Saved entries

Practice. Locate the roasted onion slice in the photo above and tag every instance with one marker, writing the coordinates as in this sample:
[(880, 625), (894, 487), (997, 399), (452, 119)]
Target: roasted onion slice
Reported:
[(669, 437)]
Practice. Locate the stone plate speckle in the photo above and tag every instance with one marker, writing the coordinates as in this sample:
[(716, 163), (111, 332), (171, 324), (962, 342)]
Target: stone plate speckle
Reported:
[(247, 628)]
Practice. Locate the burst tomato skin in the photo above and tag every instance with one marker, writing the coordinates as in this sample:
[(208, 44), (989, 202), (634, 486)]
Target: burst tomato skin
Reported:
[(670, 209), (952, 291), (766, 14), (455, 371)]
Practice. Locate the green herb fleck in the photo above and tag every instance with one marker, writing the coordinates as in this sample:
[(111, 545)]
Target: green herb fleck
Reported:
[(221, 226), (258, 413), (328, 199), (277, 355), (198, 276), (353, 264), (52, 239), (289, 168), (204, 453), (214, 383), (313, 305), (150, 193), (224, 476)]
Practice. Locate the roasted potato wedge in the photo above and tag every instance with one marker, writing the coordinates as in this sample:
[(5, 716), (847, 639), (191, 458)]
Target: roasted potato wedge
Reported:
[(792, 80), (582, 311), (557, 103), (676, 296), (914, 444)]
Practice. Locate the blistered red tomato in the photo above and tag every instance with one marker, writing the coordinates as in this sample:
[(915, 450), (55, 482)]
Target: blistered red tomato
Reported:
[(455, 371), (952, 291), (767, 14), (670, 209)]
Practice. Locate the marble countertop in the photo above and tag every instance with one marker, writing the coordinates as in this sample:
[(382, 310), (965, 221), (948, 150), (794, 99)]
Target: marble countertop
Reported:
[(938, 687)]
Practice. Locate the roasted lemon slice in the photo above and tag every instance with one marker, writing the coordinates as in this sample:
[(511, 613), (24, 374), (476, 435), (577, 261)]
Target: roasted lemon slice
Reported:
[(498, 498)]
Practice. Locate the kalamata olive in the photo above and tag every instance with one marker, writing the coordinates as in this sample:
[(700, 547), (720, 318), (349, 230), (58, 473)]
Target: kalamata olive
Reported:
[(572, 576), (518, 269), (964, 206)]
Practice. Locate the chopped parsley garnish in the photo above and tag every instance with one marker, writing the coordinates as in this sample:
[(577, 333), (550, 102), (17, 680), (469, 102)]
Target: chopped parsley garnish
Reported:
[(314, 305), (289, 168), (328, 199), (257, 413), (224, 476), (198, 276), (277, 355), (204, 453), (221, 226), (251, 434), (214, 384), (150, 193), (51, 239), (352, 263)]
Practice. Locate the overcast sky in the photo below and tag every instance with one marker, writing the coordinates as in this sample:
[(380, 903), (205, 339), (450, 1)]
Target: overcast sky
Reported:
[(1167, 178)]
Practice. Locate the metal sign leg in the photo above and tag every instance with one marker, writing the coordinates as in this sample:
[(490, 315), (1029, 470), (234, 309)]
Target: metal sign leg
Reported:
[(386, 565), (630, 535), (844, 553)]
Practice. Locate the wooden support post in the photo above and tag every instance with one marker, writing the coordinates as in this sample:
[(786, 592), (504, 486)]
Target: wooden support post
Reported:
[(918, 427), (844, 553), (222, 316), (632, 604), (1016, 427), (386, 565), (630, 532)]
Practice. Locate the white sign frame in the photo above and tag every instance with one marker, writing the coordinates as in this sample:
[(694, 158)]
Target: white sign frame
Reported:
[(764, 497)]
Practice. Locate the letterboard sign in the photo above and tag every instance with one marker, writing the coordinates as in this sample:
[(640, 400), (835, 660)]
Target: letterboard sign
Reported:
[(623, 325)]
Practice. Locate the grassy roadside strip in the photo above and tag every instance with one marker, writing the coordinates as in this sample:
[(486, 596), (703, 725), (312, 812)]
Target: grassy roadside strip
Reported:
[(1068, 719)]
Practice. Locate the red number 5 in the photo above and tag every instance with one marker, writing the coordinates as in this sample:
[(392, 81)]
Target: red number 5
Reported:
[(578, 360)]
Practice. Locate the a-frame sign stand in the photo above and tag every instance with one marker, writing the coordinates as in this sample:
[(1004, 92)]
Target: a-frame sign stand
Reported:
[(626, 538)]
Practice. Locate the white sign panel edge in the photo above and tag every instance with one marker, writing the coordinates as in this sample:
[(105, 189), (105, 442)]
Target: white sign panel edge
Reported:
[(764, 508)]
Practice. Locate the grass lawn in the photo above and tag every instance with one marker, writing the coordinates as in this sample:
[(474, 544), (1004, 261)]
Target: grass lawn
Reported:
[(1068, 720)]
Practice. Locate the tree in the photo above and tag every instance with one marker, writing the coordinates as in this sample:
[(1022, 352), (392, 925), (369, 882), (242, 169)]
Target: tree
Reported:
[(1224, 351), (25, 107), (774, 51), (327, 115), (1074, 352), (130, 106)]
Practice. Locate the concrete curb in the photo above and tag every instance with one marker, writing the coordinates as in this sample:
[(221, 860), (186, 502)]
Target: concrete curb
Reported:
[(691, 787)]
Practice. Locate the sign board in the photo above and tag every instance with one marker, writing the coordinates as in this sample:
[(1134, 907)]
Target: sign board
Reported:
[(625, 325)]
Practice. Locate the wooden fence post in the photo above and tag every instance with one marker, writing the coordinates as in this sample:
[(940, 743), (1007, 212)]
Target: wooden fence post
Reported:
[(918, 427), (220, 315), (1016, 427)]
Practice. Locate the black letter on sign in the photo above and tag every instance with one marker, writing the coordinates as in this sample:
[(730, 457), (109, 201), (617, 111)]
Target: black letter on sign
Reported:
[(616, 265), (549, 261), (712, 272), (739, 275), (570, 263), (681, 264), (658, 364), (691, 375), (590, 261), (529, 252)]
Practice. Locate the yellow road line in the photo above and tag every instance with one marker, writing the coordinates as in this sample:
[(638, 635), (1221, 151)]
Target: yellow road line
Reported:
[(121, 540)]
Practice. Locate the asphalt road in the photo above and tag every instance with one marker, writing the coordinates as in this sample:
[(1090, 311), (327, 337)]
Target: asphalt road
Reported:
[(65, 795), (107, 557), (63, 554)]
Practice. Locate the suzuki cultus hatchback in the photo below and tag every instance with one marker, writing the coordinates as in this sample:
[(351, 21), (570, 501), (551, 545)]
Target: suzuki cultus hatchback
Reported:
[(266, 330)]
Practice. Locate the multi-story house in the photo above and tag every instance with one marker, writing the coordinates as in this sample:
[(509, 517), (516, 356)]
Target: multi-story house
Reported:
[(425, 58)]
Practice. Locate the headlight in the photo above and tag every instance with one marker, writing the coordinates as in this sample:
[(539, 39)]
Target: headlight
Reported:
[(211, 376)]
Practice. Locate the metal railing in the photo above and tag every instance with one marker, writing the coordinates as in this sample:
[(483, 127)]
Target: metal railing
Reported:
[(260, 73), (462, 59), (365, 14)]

• _Exercise prompt_
Search the entries for the word "white" and gather every line where it appears.

• _Answer to this task_
Practice. Locate the white sign frame in the photo above and tag every instance with one marker, writing the coordinates as in this sample:
Target: white sign frame
Practice. Locate the white sign panel edge in the photo above and tag every instance with one marker, writing the coordinates as in this sample:
Target: white sign panel edge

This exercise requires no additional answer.